## Lines of data:
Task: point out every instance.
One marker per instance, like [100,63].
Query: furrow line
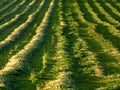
[15,10]
[13,4]
[10,41]
[19,61]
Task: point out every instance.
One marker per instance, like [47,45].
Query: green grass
[68,45]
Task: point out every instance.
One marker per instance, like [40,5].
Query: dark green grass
[109,11]
[10,8]
[21,40]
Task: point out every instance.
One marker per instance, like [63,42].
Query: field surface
[59,44]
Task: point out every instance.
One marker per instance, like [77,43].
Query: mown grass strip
[16,10]
[9,7]
[28,49]
[28,28]
[8,27]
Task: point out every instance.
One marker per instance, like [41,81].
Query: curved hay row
[19,60]
[19,30]
[2,2]
[5,3]
[8,6]
[17,16]
[111,19]
[14,10]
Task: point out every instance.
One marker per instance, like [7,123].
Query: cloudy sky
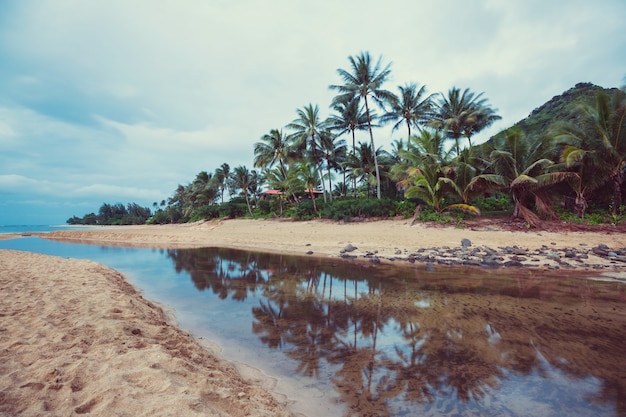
[121,101]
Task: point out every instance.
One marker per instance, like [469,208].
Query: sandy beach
[77,338]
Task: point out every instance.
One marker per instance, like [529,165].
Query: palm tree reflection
[388,343]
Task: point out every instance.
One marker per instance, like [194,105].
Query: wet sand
[76,338]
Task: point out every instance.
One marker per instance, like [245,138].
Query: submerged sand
[77,338]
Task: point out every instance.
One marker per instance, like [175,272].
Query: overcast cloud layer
[121,101]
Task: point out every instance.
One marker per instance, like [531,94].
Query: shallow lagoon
[356,340]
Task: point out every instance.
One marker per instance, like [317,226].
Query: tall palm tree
[350,117]
[462,113]
[273,148]
[360,165]
[410,107]
[520,165]
[307,130]
[333,151]
[597,145]
[307,172]
[241,180]
[425,172]
[365,80]
[221,176]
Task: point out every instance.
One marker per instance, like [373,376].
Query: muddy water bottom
[352,339]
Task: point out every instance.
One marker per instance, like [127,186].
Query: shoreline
[81,339]
[381,241]
[123,352]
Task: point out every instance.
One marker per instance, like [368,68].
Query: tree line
[313,171]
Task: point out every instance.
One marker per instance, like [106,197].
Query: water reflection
[399,341]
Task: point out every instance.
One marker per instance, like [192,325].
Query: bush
[350,208]
[496,202]
[205,213]
[233,209]
[303,211]
[405,208]
[160,217]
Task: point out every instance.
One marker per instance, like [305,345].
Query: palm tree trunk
[617,191]
[369,126]
[319,166]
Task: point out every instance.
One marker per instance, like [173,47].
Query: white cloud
[109,96]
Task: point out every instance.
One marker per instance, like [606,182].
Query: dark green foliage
[348,209]
[115,214]
[494,203]
[233,208]
[206,213]
[160,217]
[405,208]
[561,108]
[304,210]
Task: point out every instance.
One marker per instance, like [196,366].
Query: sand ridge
[76,338]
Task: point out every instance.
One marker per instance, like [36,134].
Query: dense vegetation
[566,159]
[114,214]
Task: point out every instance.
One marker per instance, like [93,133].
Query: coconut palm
[597,146]
[333,151]
[410,107]
[365,80]
[307,130]
[308,174]
[273,148]
[241,179]
[360,165]
[521,165]
[462,113]
[221,177]
[350,117]
[425,172]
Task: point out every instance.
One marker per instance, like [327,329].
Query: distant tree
[410,107]
[521,166]
[241,179]
[365,80]
[596,145]
[273,148]
[462,114]
[350,117]
[221,177]
[307,131]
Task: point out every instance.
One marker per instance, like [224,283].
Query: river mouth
[342,338]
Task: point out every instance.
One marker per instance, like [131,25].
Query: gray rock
[348,248]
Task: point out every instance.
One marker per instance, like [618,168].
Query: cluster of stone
[506,256]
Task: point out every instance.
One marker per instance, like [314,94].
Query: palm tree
[221,177]
[426,172]
[308,128]
[274,147]
[241,180]
[597,146]
[308,174]
[350,118]
[462,113]
[333,151]
[409,107]
[521,166]
[365,80]
[360,165]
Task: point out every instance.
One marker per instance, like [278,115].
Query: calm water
[349,340]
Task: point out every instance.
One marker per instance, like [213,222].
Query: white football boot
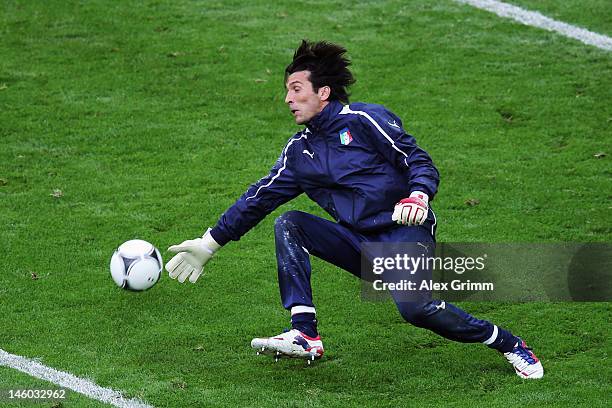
[525,363]
[292,343]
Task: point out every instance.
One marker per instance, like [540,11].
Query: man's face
[302,100]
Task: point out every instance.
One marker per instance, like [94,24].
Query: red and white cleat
[292,343]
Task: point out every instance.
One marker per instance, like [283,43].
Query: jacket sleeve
[401,149]
[260,199]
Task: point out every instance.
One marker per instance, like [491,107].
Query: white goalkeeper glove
[191,257]
[412,210]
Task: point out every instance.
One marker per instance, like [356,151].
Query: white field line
[69,381]
[535,19]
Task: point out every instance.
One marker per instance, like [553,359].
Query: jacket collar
[322,118]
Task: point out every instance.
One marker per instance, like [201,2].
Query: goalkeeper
[356,162]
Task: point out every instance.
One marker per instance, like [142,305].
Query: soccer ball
[136,265]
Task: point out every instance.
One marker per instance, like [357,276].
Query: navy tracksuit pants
[299,235]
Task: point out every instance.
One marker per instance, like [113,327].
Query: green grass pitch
[148,118]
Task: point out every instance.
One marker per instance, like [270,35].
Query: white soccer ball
[136,265]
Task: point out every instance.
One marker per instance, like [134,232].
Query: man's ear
[324,93]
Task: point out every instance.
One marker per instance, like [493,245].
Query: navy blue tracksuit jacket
[355,161]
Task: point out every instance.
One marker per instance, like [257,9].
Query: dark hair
[327,65]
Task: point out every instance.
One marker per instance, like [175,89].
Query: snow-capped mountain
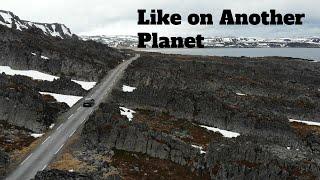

## Requirement:
From the listing above, pick out every line that contains the string "soccer", treating uppercase and lowercase as different.

## Answer for this exercise:
Query: soccer ball
Query: white soccer ball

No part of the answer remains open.